ACTIONS À MENER
1) Traduisez en anglais la phrase suivante de l'article sur les frontières maritimes : « Selon le Chili, les deux pays semblaient s’être mis d’accord sur la délimitation de la frontière par une série de traités signés entre 1952 et 1954. »
2) D'après l'article sur les frontières maritimes, vers quelle direction se dirigerait la diagonale que le Pérou propose pour délimiter sa frontière maritime ?
3) Reproduisez à l'identique le passage de l'article sur les frontières maritimes qui commence aux mots « Selon le Chili, les » et s'arrête après les mots « soixante dernières années. ».

PASSAGE FOURNI
§ §
Chili, Pérou et Bolivie
en eaux agitées :
les frontières maritimes,
sujets de discorde
Par Pablo Andres Rivero · Traduction de Lola Gazounaud
Les frontières internationales sont
souvent brouillées par la mondialisation et, en Amérique latine, les
frontières maritimes sont toujours matière à contestations. Deux pays
frontaliers, le Chili et le Pérou par exemple, qui ont pourtant joui
d’un développement économique soutenu au cours des dernières années,
demeurent en désaccord sur leurs frontières maritimes respectives, un
contentieux qui concerne une superficie maritime d’environ 38 000 mètres
carrés.
Pendant ce temps, le Pérou n’a eu de cesse d’affirmer que les
frontières maritimes n’avaient jamais été l’objet d’un accord qui les
définissait et les seuls documents à ce sujet, signés en 1950, ne font
que réglementer l’accès aux zones de pêche. En outre, Lima a
également déclaré que les frontières maritimes devaient être délimitées
par une diagonale qui, partant de la frontière terrestre du Pérou, se
dirigerait vers le large, direction Sud-Ouest.
Selon le Chili, les deux pays semblaient s’être mis d’accord sur la
délimitation de la frontière par une série de traités signés entre 1952
et 1954. Ces derniers stipuleraient que la frontière maritime entre le
Chili et le Pérou devait être délimitée selon un axe, non pas diagonal,
mais parallèle à la frontière maritime qui sépare, au Nord, les eaux
péruviennes et équatoriennes. Un accord qui, selon Santiago, a été
respecté au cours des soixante dernières années.
Le net-citoyen Juan Vargas, qui soutient la position chilienne, a posté un commentaire sur le site d’information Peru this Week :
Les accords de 1952 et de 1954 établissent clairement une frontière maritime [entre le Chili et le Pérou]. Ils sont disponibles, en version anglaise à l’adresse suivante : Cliquez ici !
§ §
Éléments d'étiquetage pour la segmentation:
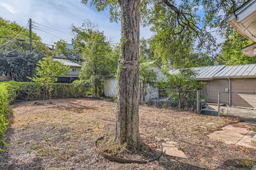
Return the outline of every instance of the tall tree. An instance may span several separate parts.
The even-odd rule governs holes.
[[[211,5],[208,1],[204,4]],[[223,1],[216,0],[216,1]],[[87,4],[88,0],[82,0]],[[205,27],[198,26],[198,19],[194,9],[202,2],[170,0],[91,0],[99,11],[109,8],[110,20],[121,20],[121,55],[118,64],[118,85],[116,127],[116,141],[119,144],[132,143],[137,148],[141,143],[139,133],[138,80],[139,23],[150,24],[157,19],[167,16],[165,23],[173,35],[193,33],[201,37],[209,36]],[[162,15],[161,15],[162,14]],[[162,17],[162,18],[161,18]],[[209,22],[210,23],[210,22]],[[201,38],[198,45],[204,42]]]
[[[52,91],[53,83],[58,78],[68,74],[69,67],[57,61],[53,61],[52,57],[44,57],[37,64],[36,75],[29,78],[32,81],[45,87],[49,95],[49,104],[52,104]]]

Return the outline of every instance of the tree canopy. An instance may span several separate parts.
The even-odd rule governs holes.
[[[49,103],[51,104],[53,83],[57,81],[58,77],[68,75],[69,67],[59,61],[53,61],[52,57],[44,57],[43,60],[39,60],[37,66],[36,75],[29,79],[45,87],[49,95]]]
[[[104,32],[90,21],[73,26],[72,30],[75,50],[83,61],[79,78],[90,81],[95,95],[101,96],[105,78],[116,71],[119,48],[111,47]]]

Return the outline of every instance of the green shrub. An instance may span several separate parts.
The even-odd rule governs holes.
[[[7,112],[8,112],[9,96],[8,91],[8,84],[5,83],[0,84],[0,144],[3,143],[6,146],[4,142],[4,132],[6,130],[7,125],[6,121]],[[0,152],[3,151],[0,148]]]
[[[84,81],[76,81],[72,84],[54,83],[52,97],[85,97],[90,92],[90,84]],[[47,98],[47,94],[45,87],[38,83],[14,81],[0,83],[0,141],[6,145],[4,134],[7,125],[6,117],[10,104],[15,101]],[[1,151],[0,148],[0,152]]]

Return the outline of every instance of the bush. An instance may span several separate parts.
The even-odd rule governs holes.
[[[83,81],[76,81],[73,84],[54,83],[52,97],[85,97],[90,92],[89,84]],[[5,145],[4,134],[7,125],[6,117],[10,104],[15,101],[47,98],[45,87],[38,83],[13,81],[0,83],[0,141]],[[0,148],[0,152],[1,151]]]
[[[7,112],[9,110],[9,98],[11,97],[13,93],[9,93],[9,89],[12,88],[11,86],[7,83],[0,84],[0,147],[1,143],[6,146],[4,142],[4,132],[6,130],[8,124],[6,121]],[[0,148],[0,152],[3,150]]]

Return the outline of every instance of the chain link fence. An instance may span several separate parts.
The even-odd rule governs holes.
[[[202,111],[201,90],[140,88],[139,94],[140,104],[173,107],[197,113]]]
[[[218,110],[219,116],[256,121],[256,93],[219,91]]]

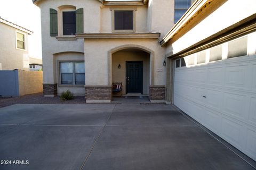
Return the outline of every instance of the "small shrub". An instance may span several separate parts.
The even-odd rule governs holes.
[[[69,90],[68,90],[65,91],[62,91],[61,95],[60,95],[60,98],[63,101],[71,100],[74,98],[74,95]]]

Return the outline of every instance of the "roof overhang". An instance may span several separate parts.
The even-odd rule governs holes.
[[[22,27],[21,26],[18,26],[15,23],[13,23],[11,22],[10,22],[6,20],[2,19],[0,16],[0,22],[3,23],[4,24],[6,24],[6,25],[8,25],[9,26],[11,26],[12,27],[15,28],[15,29],[17,29],[19,30],[22,31],[23,32],[26,32],[29,35],[31,35],[34,32],[29,30],[28,30],[26,28],[25,28],[24,27]]]
[[[178,53],[167,54],[166,57],[170,57],[172,59],[185,57],[255,31],[256,31],[256,14],[206,38]]]
[[[161,46],[174,42],[227,1],[196,0],[160,41]]]
[[[159,33],[78,33],[76,35],[77,38],[84,39],[136,39],[136,38],[155,38],[160,37]]]
[[[38,3],[43,0],[32,0],[33,3],[38,5]],[[105,1],[97,0],[105,5],[143,5],[148,3],[148,0],[134,0],[134,1]]]

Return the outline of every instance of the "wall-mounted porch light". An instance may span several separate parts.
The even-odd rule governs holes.
[[[164,60],[164,62],[163,63],[163,66],[166,65],[166,62],[165,62],[165,60]]]

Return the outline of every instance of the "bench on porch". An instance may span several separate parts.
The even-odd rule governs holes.
[[[112,83],[112,93],[113,96],[120,96],[122,97],[123,92],[123,84],[122,82],[115,82]]]

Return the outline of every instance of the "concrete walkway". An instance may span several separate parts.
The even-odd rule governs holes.
[[[139,104],[0,108],[0,160],[9,164],[0,169],[253,169],[173,106]]]

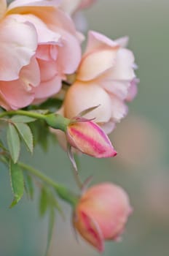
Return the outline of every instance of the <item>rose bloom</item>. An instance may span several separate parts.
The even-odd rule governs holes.
[[[89,156],[103,158],[117,155],[108,136],[91,121],[75,118],[68,125],[66,135],[71,146]]]
[[[112,41],[90,31],[86,50],[63,102],[65,117],[71,118],[85,108],[99,105],[84,117],[95,118],[106,133],[127,113],[126,101],[137,92],[133,53],[125,48],[127,38]]]
[[[95,185],[82,195],[76,206],[73,225],[100,252],[105,240],[118,240],[131,213],[128,196],[109,183]]]
[[[79,35],[58,0],[0,0],[0,105],[38,103],[58,93],[81,59]]]

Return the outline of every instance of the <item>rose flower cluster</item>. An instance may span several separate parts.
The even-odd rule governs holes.
[[[0,0],[0,106],[17,110],[62,94],[57,114],[70,121],[65,133],[52,129],[61,146],[111,157],[117,152],[107,135],[127,113],[138,80],[127,37],[112,40],[90,31],[82,53],[84,36],[74,17],[95,1],[15,0],[7,6]],[[122,189],[101,184],[83,191],[73,225],[103,251],[104,240],[119,237],[130,212]]]

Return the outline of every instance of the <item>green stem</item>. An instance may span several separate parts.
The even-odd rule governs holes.
[[[55,114],[54,113],[43,115],[36,112],[25,111],[22,110],[15,111],[4,111],[0,113],[0,118],[6,116],[13,115],[26,116],[37,119],[42,119],[44,120],[50,127],[54,129],[61,129],[63,132],[66,132],[67,126],[71,121],[68,118],[66,118],[63,116]]]
[[[19,162],[17,164],[23,169],[28,170],[34,176],[42,180],[48,185],[52,186],[56,190],[58,195],[61,199],[64,200],[67,203],[69,203],[73,207],[75,207],[77,203],[78,197],[74,194],[71,192],[67,188],[60,184],[58,184],[58,183],[55,183],[50,178],[47,177],[45,174],[41,173],[39,170],[34,169],[34,167],[29,165],[27,165],[20,162]]]
[[[4,157],[1,157],[1,161],[4,162],[5,165],[8,165],[8,160]],[[71,206],[74,208],[76,206],[76,204],[78,200],[78,197],[70,192],[66,187],[58,184],[58,183],[53,181],[50,178],[47,177],[45,174],[43,174],[39,170],[34,168],[30,165],[27,165],[23,162],[19,162],[17,165],[23,169],[28,171],[32,175],[39,178],[40,180],[44,181],[50,186],[52,186],[55,191],[57,192],[58,196],[63,199],[63,200],[69,203]]]
[[[34,117],[35,118],[43,119],[43,120],[46,119],[46,116],[44,115],[40,114],[36,112],[31,112],[31,111],[25,111],[25,110],[4,111],[0,113],[0,118],[7,116],[13,116],[13,115],[26,116]]]

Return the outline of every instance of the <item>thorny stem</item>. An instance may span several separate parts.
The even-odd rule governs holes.
[[[50,178],[47,177],[45,174],[42,173],[39,170],[32,167],[31,166],[27,165],[23,162],[18,162],[18,165],[23,168],[31,173],[34,176],[40,178],[48,185],[52,186],[57,192],[59,197],[69,203],[71,206],[75,206],[78,200],[77,196],[74,195],[65,187],[55,182]]]
[[[4,162],[5,164],[7,164],[7,161],[4,157],[1,157],[1,159],[3,162]],[[42,173],[37,169],[35,169],[30,165],[24,164],[23,162],[18,162],[17,165],[22,169],[25,170],[26,171],[28,171],[35,177],[39,178],[41,181],[44,181],[47,184],[52,187],[55,189],[58,196],[61,199],[70,203],[71,206],[75,207],[78,200],[78,197],[75,195],[73,192],[70,192],[70,190],[68,190],[66,187],[55,182],[50,178],[47,177],[45,174]]]
[[[43,119],[43,120],[45,120],[46,118],[45,115],[40,114],[36,112],[31,112],[31,111],[25,111],[25,110],[4,111],[0,113],[0,118],[7,116],[13,116],[13,115],[26,116],[34,117],[35,118]]]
§ §
LISTE DES SOLUTIONS
1) According to Chile, the two countries appeared to have agreed on the delimitation of the border through a series of treaties signed between 1952 and 1954.

2) Vers le large, en direction du Sud-Ouest.

3)
Selon le Chili, les deux pays semblaient s’être mis d’accord sur la
délimitation de la frontière par une série de traités signés entre 1952
et 1954. Ces derniers stipuleraient que la frontière maritime entre le
Chili et le Pérou devait être délimitée selon un axe, non pas diagonal,
mais parallèle à la frontière maritime qui sépare, au Nord, les eaux
péruviennes et équatoriennes. Un accord qui, selon Santiago, a été
respecté au cours des soixante dernières années.